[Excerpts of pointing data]

▬▬▬▬▬▬

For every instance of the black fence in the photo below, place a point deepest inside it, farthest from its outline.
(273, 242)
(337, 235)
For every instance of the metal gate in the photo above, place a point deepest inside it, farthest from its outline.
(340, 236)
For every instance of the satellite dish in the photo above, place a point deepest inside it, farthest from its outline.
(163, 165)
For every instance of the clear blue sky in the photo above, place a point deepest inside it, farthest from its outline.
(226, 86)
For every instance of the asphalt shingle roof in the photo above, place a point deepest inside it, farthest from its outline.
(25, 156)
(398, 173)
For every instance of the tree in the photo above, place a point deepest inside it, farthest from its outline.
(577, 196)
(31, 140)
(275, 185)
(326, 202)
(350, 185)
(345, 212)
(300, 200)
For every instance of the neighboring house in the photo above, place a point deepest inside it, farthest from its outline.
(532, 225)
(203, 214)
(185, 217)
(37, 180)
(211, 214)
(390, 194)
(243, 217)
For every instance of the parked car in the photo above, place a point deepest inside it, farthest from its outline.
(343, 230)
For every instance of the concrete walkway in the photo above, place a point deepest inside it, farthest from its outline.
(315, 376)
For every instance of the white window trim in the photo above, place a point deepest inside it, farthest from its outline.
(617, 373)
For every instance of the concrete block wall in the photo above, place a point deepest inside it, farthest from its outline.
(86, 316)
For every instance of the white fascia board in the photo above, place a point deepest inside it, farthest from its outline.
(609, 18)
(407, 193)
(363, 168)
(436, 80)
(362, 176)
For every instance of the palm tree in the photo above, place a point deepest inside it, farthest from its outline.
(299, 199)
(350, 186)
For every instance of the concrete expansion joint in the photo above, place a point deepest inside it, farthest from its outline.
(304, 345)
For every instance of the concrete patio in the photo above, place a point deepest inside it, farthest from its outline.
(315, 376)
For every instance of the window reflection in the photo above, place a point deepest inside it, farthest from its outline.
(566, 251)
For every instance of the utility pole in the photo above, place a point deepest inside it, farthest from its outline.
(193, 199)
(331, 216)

▬▬▬▬▬▬

- _EXERCISE DESCRIPTION_
Return, word for word, each line from the line that contains "For every instance of the tree" to the end of the listing above; include both end lines and nothing else.

- _TASK RESULT_
For every instance of the tree in the photo above, place a point deepest inside it, farthest from its outline.
(577, 196)
(31, 140)
(275, 185)
(326, 202)
(350, 185)
(345, 212)
(300, 200)
For every instance of the neighboring house in the photo above, place a point deepest inside it, farthest from its outline.
(532, 225)
(203, 214)
(185, 217)
(37, 180)
(211, 214)
(390, 194)
(243, 217)
For every instance of the parked car in the photo above, place a point deepest inside it, farthest from its outline.
(343, 230)
For every instance of the concrete walkway in the photo above, place a point deepest inside it, farthest from its outline.
(315, 376)
For every instance of the white window trim in the photo above, place a point deepest inside it, farthest from its outline.
(617, 373)
For every instance of the concrete block wall in the photo above, place a point deepest inside it, farthest from its outline.
(86, 316)
For every instance of the white fascia board in the photo above, place a point deepest inside it, farthest from its outline.
(609, 18)
(407, 193)
(363, 168)
(436, 80)
(362, 176)
For every instance of the palm tree in the photo above, place a point deepest inside it, farthest from its outline.
(299, 199)
(350, 186)
For every instance of the concrete expansion joint in the photo above, place a point deepest inside it, farthest from its outline.
(304, 345)
For every instance of the concrete patio in the photo above, place a point deepest inside it, farthest from its outline.
(315, 376)
For every instance of the window reflection in the photo above, place a point deepest inside it, farthest from its outline.
(566, 251)
For every instance of the utility pole in the photo above, place a point deepest inside it, farthest from its outline.
(193, 199)
(331, 216)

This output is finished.